┌─ Data listing

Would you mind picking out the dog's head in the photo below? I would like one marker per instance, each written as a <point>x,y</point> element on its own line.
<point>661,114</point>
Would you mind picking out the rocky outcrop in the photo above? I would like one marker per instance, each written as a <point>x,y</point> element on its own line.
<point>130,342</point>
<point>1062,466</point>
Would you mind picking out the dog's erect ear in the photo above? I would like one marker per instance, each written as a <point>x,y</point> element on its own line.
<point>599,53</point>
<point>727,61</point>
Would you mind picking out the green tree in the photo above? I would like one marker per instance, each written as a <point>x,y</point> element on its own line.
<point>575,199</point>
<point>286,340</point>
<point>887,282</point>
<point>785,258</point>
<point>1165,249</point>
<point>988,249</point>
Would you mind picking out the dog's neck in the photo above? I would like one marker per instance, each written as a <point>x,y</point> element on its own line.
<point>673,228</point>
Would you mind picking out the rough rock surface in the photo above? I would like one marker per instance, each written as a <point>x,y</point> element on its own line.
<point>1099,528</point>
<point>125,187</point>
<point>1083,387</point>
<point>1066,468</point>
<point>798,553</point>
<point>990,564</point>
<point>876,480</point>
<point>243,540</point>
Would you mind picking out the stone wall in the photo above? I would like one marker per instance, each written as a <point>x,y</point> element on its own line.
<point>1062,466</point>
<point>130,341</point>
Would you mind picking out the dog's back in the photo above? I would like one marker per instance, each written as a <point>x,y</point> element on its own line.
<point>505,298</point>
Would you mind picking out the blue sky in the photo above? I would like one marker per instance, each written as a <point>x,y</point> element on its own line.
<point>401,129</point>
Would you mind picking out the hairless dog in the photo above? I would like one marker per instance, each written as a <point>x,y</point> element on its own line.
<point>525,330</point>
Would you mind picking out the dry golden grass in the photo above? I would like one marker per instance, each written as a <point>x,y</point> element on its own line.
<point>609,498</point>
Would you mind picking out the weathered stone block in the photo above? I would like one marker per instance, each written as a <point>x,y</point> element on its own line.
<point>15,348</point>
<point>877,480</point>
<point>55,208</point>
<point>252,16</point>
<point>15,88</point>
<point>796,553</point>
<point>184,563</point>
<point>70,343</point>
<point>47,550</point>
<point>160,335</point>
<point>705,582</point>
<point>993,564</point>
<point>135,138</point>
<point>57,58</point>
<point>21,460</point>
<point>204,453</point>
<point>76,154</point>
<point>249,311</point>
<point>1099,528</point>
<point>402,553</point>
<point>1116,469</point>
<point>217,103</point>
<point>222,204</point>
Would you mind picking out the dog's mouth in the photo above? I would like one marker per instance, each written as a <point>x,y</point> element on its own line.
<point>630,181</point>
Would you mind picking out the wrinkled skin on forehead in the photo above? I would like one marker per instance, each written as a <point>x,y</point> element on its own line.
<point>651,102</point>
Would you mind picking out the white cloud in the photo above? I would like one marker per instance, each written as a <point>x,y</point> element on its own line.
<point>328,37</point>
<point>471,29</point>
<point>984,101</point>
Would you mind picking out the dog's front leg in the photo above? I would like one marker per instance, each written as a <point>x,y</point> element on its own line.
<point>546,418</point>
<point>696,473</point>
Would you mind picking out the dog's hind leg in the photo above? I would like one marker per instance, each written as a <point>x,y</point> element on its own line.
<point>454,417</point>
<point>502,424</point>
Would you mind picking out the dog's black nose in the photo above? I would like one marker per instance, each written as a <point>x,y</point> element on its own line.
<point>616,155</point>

└─

→ What you need to do
Copy only the lines of the material from the line containing "Would you mind picking out the dog's erect" up to and including the line containing "<point>988,249</point>", keeping the request lines unchanged. In each answer line, raise both coordinates by 25.

→ Answer to the exercise
Would you mind picking out the dog's erect ear in the photo above? I would like one marker per instance, each written as a <point>x,y</point> element on its own line.
<point>624,78</point>
<point>752,86</point>
Would you mind picking out the green tree in the photo above? I would like one marker per instance, each written as a <point>x,y</point> element on its own line.
<point>600,224</point>
<point>311,365</point>
<point>912,307</point>
<point>810,283</point>
<point>1190,274</point>
<point>1013,274</point>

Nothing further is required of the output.